→ **Input records**:
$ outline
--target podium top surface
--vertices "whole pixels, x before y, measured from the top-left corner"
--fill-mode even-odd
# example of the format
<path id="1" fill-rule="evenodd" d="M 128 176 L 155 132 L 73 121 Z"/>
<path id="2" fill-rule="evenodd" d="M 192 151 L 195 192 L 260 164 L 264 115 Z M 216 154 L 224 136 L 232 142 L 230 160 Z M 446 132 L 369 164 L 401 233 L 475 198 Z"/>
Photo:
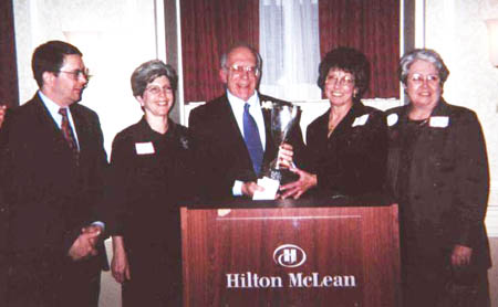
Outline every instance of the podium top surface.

---

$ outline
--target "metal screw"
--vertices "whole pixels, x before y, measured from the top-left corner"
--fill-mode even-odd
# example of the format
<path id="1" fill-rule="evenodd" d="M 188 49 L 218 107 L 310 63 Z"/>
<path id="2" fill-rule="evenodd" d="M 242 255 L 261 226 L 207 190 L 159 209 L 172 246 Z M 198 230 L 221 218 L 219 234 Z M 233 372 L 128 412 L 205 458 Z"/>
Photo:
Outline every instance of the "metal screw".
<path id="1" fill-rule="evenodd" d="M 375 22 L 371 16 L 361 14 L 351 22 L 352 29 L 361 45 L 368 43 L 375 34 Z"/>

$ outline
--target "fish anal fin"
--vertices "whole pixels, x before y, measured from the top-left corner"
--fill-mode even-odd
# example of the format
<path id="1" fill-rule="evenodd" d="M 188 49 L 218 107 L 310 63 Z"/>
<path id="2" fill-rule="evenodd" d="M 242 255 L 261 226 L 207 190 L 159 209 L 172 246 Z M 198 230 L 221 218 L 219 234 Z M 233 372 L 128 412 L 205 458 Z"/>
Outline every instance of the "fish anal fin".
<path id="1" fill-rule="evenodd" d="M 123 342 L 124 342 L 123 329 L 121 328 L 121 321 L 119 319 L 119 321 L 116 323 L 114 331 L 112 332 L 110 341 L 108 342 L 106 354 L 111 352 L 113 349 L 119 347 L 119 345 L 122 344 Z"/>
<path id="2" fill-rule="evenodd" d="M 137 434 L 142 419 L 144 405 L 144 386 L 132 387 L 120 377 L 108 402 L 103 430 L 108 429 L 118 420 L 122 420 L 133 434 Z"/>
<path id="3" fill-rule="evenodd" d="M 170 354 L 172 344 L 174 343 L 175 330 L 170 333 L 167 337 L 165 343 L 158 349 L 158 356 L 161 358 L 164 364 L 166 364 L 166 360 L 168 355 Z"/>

...

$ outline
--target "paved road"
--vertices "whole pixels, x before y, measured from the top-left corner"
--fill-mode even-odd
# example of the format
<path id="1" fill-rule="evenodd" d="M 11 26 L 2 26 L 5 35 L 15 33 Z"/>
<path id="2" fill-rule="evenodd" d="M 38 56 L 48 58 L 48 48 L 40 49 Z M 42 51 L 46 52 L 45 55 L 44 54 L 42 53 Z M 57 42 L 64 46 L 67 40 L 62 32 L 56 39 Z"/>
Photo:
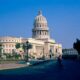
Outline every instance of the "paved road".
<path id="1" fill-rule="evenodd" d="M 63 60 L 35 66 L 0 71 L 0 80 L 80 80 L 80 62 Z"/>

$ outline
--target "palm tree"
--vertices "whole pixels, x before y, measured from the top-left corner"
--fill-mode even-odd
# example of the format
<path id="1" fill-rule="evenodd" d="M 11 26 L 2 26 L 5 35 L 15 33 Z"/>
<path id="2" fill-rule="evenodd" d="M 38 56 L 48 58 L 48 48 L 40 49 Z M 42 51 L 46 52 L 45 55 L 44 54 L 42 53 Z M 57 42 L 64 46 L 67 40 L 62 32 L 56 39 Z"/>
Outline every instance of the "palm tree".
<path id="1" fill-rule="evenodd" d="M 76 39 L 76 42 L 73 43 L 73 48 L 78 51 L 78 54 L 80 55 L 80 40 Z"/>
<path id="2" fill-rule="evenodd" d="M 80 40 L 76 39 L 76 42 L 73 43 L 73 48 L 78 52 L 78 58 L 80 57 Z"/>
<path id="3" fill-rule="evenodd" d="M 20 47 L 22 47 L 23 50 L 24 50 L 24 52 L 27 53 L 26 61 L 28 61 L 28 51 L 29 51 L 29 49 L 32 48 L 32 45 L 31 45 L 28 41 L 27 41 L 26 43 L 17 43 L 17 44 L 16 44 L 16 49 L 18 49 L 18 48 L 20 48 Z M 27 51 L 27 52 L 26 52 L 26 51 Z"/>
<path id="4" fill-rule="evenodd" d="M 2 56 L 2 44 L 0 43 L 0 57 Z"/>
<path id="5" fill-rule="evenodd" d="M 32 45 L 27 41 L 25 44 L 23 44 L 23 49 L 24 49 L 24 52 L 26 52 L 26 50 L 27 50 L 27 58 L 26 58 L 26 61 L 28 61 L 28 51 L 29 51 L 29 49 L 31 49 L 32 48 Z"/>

→ **Short exercise**:
Show every line of the material that contains the string "palm", copying each line in full. Case counts.

→ **Exercise answer**:
--target "palm tree"
Outline every instance of the "palm tree".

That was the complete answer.